Data entries:
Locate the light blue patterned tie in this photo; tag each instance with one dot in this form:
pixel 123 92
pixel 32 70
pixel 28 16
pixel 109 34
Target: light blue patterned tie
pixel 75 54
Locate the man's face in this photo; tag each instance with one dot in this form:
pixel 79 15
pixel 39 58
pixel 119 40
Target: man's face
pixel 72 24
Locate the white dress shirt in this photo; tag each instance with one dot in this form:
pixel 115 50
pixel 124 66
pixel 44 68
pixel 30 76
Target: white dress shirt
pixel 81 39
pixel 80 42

==

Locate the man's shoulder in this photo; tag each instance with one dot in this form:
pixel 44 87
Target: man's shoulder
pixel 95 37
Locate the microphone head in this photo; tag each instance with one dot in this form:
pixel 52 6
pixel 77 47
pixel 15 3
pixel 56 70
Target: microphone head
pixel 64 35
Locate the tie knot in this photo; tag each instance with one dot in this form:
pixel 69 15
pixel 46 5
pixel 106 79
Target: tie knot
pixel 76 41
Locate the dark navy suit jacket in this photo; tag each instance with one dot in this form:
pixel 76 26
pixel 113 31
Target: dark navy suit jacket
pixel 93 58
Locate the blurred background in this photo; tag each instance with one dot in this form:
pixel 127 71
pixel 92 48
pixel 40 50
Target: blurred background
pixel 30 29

* * *

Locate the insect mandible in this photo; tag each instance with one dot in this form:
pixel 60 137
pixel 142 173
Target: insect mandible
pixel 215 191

Required action:
Could you restate word for word the lines above, from the one that contains "Locate the light" through the one that contains "pixel 30 76", and no others?

Solution to this exercise:
Locate the light blue patterned tie in this photo; tag each instance with one dot in this form:
pixel 123 92
pixel 32 70
pixel 28 16
pixel 109 34
Target: light blue patterned tie
pixel 75 54
Locate the man's face in this photo; tag each instance with one dot in this form:
pixel 79 15
pixel 39 58
pixel 119 40
Target: man's face
pixel 72 24
Locate the white dress shirt in this photo; tag each instance with one dot in this form:
pixel 115 50
pixel 124 66
pixel 44 68
pixel 30 76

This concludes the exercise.